Format every line of the rows below as a numbered list, skipping blank lines. Omit the pictures.

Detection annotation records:
- - -
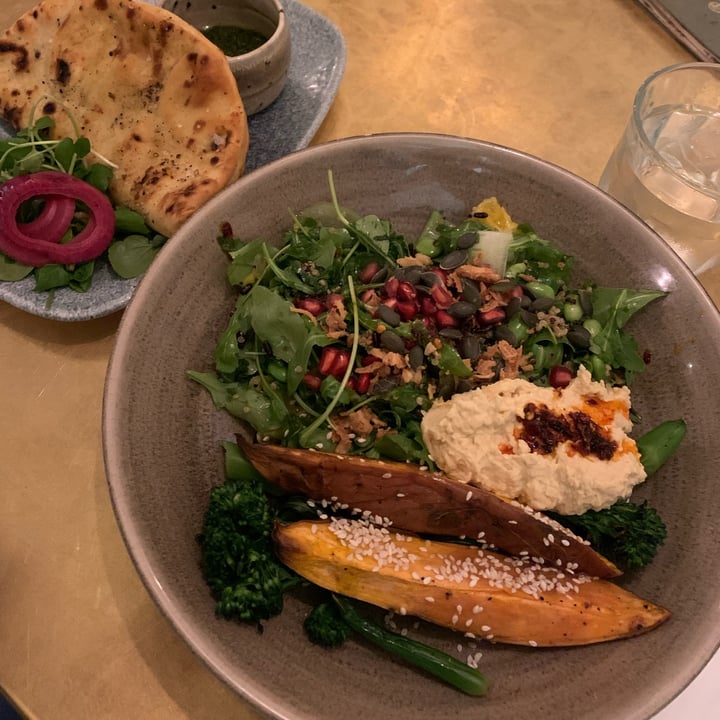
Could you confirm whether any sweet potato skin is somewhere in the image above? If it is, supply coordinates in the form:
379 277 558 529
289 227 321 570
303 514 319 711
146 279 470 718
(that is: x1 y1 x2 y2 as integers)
273 521 669 647
237 436 620 578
- - -
## COMPLETE ANSWER
1. Could you confirm whether any sweet potato skin is somewhere in the image above? If it is, supply coordinates in the form:
2. 379 277 558 529
3. 289 227 321 570
4. 303 514 319 711
5. 146 279 470 718
6. (that is: x1 y1 x2 y2 as integers)
7. 273 521 669 647
8. 237 436 620 578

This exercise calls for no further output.